> [Exercise goal] All of the data is to be restated word for word.

> [Records contained in a dataset]
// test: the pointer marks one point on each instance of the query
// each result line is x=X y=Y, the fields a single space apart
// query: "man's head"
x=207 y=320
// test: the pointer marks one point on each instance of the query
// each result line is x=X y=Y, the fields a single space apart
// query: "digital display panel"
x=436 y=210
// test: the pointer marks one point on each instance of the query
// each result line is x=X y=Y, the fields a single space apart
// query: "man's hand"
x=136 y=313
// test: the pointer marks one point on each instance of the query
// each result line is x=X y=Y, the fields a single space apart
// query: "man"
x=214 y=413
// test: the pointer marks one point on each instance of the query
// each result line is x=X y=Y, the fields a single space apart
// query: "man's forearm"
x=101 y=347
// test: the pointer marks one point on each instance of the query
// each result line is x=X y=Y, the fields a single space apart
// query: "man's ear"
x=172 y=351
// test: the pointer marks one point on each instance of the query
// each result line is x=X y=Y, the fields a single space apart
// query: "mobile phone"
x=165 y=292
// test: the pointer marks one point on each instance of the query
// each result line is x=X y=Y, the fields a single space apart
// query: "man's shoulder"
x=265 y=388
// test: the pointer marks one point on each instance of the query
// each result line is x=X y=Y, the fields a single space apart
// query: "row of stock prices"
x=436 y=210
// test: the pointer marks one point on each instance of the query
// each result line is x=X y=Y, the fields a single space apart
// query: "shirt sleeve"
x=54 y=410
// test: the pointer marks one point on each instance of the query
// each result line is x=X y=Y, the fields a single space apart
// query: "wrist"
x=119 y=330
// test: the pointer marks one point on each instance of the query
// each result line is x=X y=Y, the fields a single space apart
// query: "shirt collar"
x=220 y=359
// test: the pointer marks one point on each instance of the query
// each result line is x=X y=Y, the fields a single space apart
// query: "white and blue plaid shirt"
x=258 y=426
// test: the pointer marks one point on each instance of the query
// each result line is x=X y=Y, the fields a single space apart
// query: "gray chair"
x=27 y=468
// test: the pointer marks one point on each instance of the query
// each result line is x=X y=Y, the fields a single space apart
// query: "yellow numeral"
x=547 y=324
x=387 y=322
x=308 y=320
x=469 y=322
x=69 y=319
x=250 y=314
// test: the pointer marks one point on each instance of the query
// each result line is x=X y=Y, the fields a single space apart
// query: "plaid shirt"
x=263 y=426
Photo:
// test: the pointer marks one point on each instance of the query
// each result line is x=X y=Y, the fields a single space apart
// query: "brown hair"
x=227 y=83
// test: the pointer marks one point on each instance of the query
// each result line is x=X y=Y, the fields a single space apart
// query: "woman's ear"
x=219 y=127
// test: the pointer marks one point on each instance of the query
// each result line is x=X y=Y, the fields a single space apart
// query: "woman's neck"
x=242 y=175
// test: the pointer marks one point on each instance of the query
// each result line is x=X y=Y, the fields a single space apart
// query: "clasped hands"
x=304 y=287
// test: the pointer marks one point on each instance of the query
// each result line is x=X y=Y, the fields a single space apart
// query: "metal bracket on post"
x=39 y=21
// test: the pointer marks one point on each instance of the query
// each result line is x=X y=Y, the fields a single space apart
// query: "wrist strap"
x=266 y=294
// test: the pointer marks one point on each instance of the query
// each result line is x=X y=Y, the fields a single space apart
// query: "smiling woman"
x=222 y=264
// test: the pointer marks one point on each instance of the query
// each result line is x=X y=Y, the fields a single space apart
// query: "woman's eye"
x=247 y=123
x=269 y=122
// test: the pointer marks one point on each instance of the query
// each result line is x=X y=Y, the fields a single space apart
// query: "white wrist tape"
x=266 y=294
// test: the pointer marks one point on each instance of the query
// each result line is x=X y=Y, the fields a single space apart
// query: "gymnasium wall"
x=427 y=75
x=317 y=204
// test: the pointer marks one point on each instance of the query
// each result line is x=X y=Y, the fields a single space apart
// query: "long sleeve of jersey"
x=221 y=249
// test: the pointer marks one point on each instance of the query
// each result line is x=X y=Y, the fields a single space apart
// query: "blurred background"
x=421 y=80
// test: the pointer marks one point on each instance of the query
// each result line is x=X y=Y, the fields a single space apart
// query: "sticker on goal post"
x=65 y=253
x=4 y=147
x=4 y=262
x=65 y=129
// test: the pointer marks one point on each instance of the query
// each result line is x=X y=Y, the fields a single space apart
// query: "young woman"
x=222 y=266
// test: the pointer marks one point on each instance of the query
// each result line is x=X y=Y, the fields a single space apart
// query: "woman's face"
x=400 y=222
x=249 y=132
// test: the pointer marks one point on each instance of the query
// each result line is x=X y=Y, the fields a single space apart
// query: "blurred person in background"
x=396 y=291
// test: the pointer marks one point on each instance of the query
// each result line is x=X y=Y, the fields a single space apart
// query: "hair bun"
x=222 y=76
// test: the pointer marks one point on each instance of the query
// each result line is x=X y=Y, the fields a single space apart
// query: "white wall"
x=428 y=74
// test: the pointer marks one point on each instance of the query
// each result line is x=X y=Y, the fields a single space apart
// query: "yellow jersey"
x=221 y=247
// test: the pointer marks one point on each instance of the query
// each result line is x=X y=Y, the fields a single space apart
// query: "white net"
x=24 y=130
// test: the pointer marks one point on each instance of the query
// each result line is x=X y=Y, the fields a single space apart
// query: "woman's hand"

> [Solution]
// test: the pointer marks one point on each instance of the query
// each result line is x=X y=Y, the fields a single space apart
// query: "man's head"
x=207 y=320
// test: the pointer marks one point on each instance of the query
// each result line is x=X y=Y, the fields a single space apart
// query: "digital display panel"
x=436 y=210
// test: the pointer marks one point on each instance of the query
// each result line is x=X y=Y, the fields a single space apart
// query: "man's hand"
x=136 y=313
// test: the pointer marks one point on each instance of the query
// each result line is x=X y=Y, the fields a single space apart
// query: "man"
x=214 y=413
// test: the pointer marks one point on each instance of the query
// each result line is x=X y=Y, the fields a single space apart
// query: "man's forearm"
x=101 y=347
// test: the pointer marks one point on each instance of the query
// each result line is x=X y=Y, the fields a single space apart
// query: "man's ear"
x=172 y=351
// test: the pointer marks one point on each instance of the query
// each result line is x=X y=Y, the fields a single space apart
// query: "mobile phone"
x=165 y=292
// test: the pointer marks one point on each instance of the query
// each result line is x=X y=Y, the fields a single space apart
// query: "man's shoulder"
x=265 y=388
// test: the pointer marks one point on each instance of the query
// each result line is x=X y=Y, the fields a single space apart
// query: "row of stock prices"
x=436 y=210
// test: the pointer marks one point on each instance of the query
// each result line is x=X y=Y, the fields a single space apart
// query: "shirt sleeve"
x=54 y=410
// test: the pointer marks one point on each instance of the query
// each result line is x=X y=Y, the fields a single space apart
// query: "wrist"
x=119 y=330
// test: the pointer marks one point on each instance of the query
// each result line is x=X y=Y, the fields a single space apart
// query: "shirt collar"
x=220 y=359
// test: the pointer marks one point on each instance of the query
// each result line is x=X y=Y, the fields a single space apart
// query: "white and blue plaid shirt"
x=258 y=426
// test: the pointer marks one point on each instance of the query
// each result line is x=X y=Y, the fields a single space apart
// query: "gray chair"
x=27 y=468
// test: the pointer marks one point on each instance of the query
// each result line is x=X y=Y, the fields a single space apart
// query: "yellow numeral"
x=547 y=324
x=387 y=322
x=308 y=320
x=469 y=322
x=69 y=319
x=250 y=314
// test: the pointer marks one point on each instance of the query
// each result line is x=X y=Y, the fields a single space apart
// query: "plaid shirt"
x=263 y=426
Photo:
// test: the pointer marks one point on each instance of the query
// each result line is x=X y=Y, the fields a single space apart
// query: "brown hair"
x=227 y=83
// test: the pointer marks one point on each instance of the query
// each result line is x=X y=Y, the fields a single space apart
// query: "woman's ear"
x=219 y=127
// test: the pointer marks one point on each instance of the query
// each result line is x=X y=Y, the fields a single space apart
// query: "woman's neck"
x=242 y=175
// test: the pointer marks one point on each instance of the query
// each result line is x=X y=Y, the fields a single space apart
// query: "clasped hands"
x=304 y=287
// test: the pointer marks one point on each instance of the query
// each result line is x=X y=Y, the fields a single space apart
// query: "metal bracket on post"
x=39 y=21
// test: the pointer marks one point on each instance of the query
// each result line is x=X y=Y, the fields a single space apart
// query: "wrist strap"
x=266 y=294
// test: the pointer marks one point on each instance of the query
// each result line is x=X y=Y, the fields a single space apart
// query: "smiling woman"
x=222 y=264
// test: the pointer marks one point on each instance of the query
// each result line is x=X y=Y, the fields a single space apart
// query: "woman's eye"
x=247 y=123
x=269 y=122
// test: the pointer marks one point on each instance of the query
// each result line is x=X y=Y, the fields a single space apart
// query: "white wrist tape"
x=266 y=294
// test: the pointer marks one point on each instance of the query
// each result line is x=X y=Y, the fields a single space apart
// query: "gymnasium wall"
x=427 y=75
x=317 y=204
// test: the pointer marks one point on each instance of the query
// each result line is x=X y=Y, the fields a single space apart
// query: "long sleeve of jersey"
x=221 y=249
// test: the pointer marks one point on each instance of the query
// each result line is x=X y=Y, the fields a single space apart
// query: "blurred background"
x=421 y=80
// test: the pointer marks one point on each instance of the query
// each result line is x=X y=Y, the fields a single space apart
// query: "sticker on goal post"
x=65 y=253
x=4 y=147
x=4 y=262
x=65 y=129
// test: the pointer marks one point on each instance of the query
// each result line is x=X y=Y, the fields a single space apart
// query: "young woman"
x=222 y=266
// test: the pointer marks one point on each instance of the query
// each result line is x=X y=Y, the fields a single space apart
// query: "woman's face"
x=400 y=222
x=249 y=132
// test: the pointer marks one point on each instance of the query
// each result line is x=X y=Y, the fields a single space apart
// query: "blurred person in background"
x=396 y=291
// test: the pointer marks one point on each instance of the query
// each result line is x=X y=Y, the fields a single space apart
// query: "hair bun"
x=222 y=76
// test: the pointer marks one point on each instance of the query
// each result line is x=X y=Y, the fields a single space apart
// query: "white wall"
x=428 y=74
// test: the pointer marks one point on each instance of the query
// each result line is x=X y=Y, the fields a single space apart
// query: "yellow jersey"
x=221 y=247
// test: the pointer marks one point on each instance of the query
// each result line is x=X y=Y, the fields a single space apart
// query: "white net"
x=24 y=130
// test: the pointer marks one point on each instance of the query
// each result line is x=X y=Y, the fields a single space apart
// query: "woman's hand"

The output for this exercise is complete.